DOCUMENT EXCERPT
+++++

Talk show host Rush Limbaugh is sparking controversy again after he made comments calling for riots in Denver during the Democratic National Convention this summer.
He said the riots would ensure a Democrat is not elected as president, and his listeners have a responsibility to make sure it happens.
...
Several callers called in to the radio show to denounce Limbaugh's comments, when he later stated, "I am not inspiring or inciting riots, I am dreaming of riots in Denver."
Limbaugh said with massive riots in Denver, which he called "Operation Chaos," the people on the far left would look bad.
"There won't be riots at our convention," Limbaugh said of the Republican National Convention. "We don't riot. We don't burn our cars. We don't burn down our houses. We don't kill our children. We don't do half the things the American left does."
There won't be riots at your convention, because you'll be all rioted out from rioting at the Democratic National Convention, right? As for the "we don't riot" business, um... well, y'know how reality has a liberal bias?

+++++

EXTRACTED ENTRIES
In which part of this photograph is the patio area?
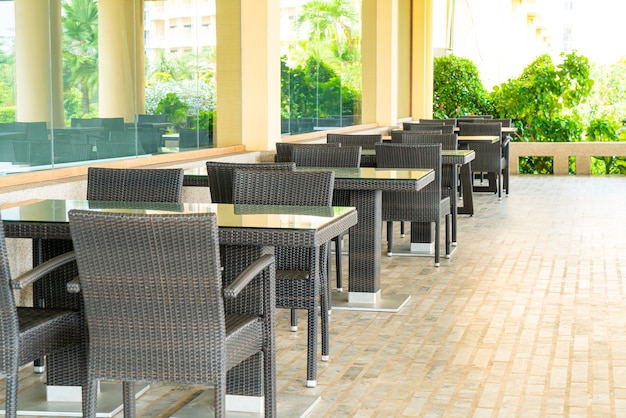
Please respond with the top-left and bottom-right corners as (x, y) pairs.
(7, 176), (626, 417)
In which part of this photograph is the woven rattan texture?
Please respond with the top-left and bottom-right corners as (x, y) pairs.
(69, 210), (276, 417)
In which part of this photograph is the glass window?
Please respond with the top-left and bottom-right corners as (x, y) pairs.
(0, 0), (216, 174)
(281, 0), (361, 135)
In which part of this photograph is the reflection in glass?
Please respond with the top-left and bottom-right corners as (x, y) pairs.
(0, 0), (216, 174)
(281, 0), (361, 135)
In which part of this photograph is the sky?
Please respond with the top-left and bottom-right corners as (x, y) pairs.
(539, 0), (626, 64)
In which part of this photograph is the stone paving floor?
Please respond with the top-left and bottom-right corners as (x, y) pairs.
(4, 176), (626, 417)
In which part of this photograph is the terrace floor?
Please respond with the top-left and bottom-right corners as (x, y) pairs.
(4, 176), (626, 418)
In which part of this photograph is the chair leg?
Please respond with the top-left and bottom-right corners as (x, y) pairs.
(435, 219), (441, 267)
(306, 303), (318, 388)
(291, 309), (298, 332)
(213, 373), (226, 418)
(122, 381), (137, 418)
(82, 379), (100, 418)
(328, 234), (343, 292)
(263, 346), (276, 418)
(446, 214), (454, 258)
(387, 221), (393, 257)
(320, 272), (330, 361)
(5, 374), (18, 418)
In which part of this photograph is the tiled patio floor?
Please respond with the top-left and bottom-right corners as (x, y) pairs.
(4, 176), (626, 418)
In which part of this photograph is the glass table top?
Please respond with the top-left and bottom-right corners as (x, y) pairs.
(1, 200), (356, 230)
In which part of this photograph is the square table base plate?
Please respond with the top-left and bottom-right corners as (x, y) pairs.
(385, 243), (457, 258)
(331, 291), (411, 313)
(171, 390), (321, 418)
(0, 381), (150, 417)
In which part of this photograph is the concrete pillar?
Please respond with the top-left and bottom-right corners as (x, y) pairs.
(411, 0), (433, 119)
(98, 0), (146, 122)
(14, 0), (64, 127)
(361, 0), (398, 125)
(216, 0), (280, 151)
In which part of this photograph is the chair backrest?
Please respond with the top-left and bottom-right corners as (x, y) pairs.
(70, 118), (102, 128)
(391, 129), (443, 144)
(457, 115), (493, 119)
(402, 121), (454, 134)
(459, 122), (502, 172)
(418, 118), (456, 126)
(206, 161), (296, 203)
(459, 120), (502, 136)
(274, 142), (341, 163)
(233, 170), (335, 206)
(87, 167), (185, 203)
(0, 219), (19, 374)
(485, 118), (513, 128)
(292, 146), (361, 168)
(69, 210), (226, 383)
(326, 134), (383, 149)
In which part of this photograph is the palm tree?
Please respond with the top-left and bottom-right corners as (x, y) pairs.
(62, 0), (98, 114)
(298, 0), (359, 59)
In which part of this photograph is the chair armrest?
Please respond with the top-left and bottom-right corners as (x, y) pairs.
(11, 251), (76, 290)
(223, 254), (274, 299)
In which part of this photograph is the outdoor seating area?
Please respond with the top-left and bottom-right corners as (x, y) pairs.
(0, 111), (626, 417)
(0, 176), (626, 417)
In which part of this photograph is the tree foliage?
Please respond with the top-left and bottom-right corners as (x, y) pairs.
(491, 52), (593, 142)
(62, 0), (98, 117)
(281, 57), (361, 119)
(433, 55), (492, 118)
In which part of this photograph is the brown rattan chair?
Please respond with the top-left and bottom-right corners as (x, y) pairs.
(68, 210), (276, 417)
(206, 161), (296, 203)
(326, 134), (383, 167)
(376, 144), (451, 266)
(418, 118), (456, 126)
(87, 167), (184, 202)
(233, 170), (335, 387)
(402, 121), (455, 134)
(0, 220), (81, 417)
(459, 121), (509, 199)
(292, 144), (362, 291)
(274, 142), (341, 163)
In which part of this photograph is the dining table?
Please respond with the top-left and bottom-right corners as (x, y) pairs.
(183, 167), (435, 313)
(0, 199), (358, 416)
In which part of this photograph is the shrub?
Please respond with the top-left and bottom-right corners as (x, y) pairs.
(433, 55), (493, 119)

+++++

TASKS TO COMPLETE
(a) In the Limbaugh piece, list every action that Limbaugh's quotation about the Republican National Convention says "we" don't do.
(b) Answer these questions using the Limbaugh piece:
(i) In which city did Limbaugh call for riots?
(ii) What name did Limbaugh give to the riots?
(iii) At which convention did Limbaugh say there would be no riots?
(c) Repeat word for word the passage of the Limbaugh piece from "Talk show host" to "Convention this summer.".

RESPONSES FOR EACH TASK
(a)
- riot
- burn our cars
- burn down our houses
- kill our children
- do half the things the American left does

(b)
(i) Denver
(ii) "Operation Chaos"
(iii) The Republican National Convention

(c)
Talk show host Rush Limbaugh is sparking controversy again after he made comments calling for riots in Denver during the Democratic National Convention this summer.